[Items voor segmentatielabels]
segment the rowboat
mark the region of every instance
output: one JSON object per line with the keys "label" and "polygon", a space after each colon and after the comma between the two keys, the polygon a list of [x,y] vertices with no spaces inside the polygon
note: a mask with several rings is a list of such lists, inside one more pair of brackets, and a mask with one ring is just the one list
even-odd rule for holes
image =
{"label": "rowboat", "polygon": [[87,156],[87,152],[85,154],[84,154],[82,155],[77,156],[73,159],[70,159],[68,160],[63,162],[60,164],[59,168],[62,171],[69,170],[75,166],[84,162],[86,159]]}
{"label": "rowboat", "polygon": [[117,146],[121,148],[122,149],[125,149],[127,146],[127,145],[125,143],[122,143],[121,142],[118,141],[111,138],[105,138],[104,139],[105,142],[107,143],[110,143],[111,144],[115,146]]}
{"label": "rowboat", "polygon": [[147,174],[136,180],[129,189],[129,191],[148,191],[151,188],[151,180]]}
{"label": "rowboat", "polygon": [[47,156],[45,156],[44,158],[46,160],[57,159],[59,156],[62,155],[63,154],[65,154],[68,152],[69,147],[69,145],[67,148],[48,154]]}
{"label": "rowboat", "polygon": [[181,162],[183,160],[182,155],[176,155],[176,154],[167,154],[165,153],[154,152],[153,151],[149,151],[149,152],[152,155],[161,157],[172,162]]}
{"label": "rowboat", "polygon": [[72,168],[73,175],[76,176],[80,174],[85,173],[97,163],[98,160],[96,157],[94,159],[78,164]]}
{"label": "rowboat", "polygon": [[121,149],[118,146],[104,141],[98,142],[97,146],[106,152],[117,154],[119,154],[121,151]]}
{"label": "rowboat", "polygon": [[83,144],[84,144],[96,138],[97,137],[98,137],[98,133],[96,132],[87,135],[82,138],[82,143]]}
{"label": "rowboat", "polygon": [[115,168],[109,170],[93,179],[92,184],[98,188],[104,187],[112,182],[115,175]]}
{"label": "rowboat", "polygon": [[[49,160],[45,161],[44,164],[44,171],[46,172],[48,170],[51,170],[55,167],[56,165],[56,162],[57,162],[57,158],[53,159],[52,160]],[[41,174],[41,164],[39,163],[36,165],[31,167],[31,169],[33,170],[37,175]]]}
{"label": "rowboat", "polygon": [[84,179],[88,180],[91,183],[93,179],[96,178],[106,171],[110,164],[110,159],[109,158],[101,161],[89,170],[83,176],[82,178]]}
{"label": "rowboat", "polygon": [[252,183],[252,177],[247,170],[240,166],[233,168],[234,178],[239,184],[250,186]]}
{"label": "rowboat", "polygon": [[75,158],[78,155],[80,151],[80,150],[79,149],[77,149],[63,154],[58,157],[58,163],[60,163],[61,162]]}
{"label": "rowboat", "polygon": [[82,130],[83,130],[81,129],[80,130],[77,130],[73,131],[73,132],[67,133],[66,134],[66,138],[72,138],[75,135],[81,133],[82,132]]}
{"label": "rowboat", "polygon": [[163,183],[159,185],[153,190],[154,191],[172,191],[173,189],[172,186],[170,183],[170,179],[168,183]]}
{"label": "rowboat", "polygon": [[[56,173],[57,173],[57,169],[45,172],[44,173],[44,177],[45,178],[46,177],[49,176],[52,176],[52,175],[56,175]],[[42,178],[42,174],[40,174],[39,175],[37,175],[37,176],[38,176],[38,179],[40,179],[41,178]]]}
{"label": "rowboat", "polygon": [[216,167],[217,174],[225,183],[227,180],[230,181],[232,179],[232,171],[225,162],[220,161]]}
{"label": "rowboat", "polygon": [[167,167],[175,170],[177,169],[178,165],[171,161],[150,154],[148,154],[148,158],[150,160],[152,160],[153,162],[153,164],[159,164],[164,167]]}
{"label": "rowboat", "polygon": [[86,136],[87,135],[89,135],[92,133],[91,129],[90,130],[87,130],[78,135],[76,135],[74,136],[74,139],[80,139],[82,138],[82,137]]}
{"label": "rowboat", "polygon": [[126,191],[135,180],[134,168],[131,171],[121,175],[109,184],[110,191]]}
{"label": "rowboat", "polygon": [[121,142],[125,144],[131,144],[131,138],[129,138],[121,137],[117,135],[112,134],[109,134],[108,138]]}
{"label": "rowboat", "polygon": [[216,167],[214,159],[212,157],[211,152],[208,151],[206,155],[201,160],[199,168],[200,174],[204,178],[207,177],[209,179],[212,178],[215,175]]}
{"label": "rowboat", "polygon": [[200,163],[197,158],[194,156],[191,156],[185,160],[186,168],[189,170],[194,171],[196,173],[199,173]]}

### OPDRACHT
Tel hoeveel regels van de items hierboven het woord "with" bevatten, waarbij het verschil tussen hoofdletters en kleine letters telt. Geef alleen het getal.

### ANTWOORD HIERONDER
2